* **Problem requirements**:
Reproduce the rows below word for word, from the line containing "This trail-cam photo was taken at dusk. Identify bare" through the final row.
- - - -
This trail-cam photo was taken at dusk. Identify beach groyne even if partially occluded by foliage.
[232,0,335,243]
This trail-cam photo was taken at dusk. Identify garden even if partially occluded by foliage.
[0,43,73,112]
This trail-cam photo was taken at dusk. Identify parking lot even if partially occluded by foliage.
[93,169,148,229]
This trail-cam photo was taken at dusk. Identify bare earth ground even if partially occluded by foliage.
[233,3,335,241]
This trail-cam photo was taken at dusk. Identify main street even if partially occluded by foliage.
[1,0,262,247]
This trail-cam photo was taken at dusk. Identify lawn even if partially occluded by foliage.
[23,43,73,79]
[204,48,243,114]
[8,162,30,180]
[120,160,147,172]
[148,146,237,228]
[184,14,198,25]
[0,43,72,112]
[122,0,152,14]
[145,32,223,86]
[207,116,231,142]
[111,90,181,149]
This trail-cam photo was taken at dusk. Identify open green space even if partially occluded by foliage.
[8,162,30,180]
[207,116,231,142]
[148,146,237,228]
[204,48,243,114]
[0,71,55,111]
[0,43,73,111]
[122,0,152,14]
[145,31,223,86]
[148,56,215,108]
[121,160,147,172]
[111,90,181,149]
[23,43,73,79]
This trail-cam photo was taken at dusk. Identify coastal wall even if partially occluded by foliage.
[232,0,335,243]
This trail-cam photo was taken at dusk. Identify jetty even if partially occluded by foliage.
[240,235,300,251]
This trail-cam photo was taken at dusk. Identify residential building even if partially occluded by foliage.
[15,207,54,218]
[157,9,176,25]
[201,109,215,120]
- - - -
* **Response**:
This trail-cam photo was taken at dusk. Identify bare earth ground even if partially occluded by foliage.
[233,3,335,241]
This trail-cam photo was taken at dusk. Identify main street even if partially occluded by foliage.
[1,0,262,247]
This trail-cam photo was taken at dusk. Identify lawn even if partially occluded by foliage.
[23,43,73,79]
[204,48,243,114]
[8,162,30,180]
[120,160,147,172]
[148,146,237,228]
[184,14,198,25]
[0,43,72,112]
[122,0,152,14]
[145,32,223,86]
[207,116,231,142]
[111,90,181,149]
This trail-cam photo was taken at dusk. Identify open green space even if partially occluded by foliage.
[8,162,30,180]
[207,116,231,142]
[148,146,237,228]
[204,48,243,114]
[0,71,55,111]
[0,43,73,111]
[122,0,152,14]
[145,31,223,86]
[148,56,215,108]
[121,160,147,172]
[111,90,181,149]
[23,43,73,79]
This trail-cam photo was taken at dusk. Identify coastal wall even if partially occluded by foliage.
[232,0,335,243]
This trail-cam photo was taken at dusk. Identify jetty even if partially occluded by foliage.
[240,235,300,251]
This trail-cam photo was taken at dusk. Identify residential building even if partially occluded by foliage.
[15,207,54,218]
[157,9,176,25]
[201,109,215,120]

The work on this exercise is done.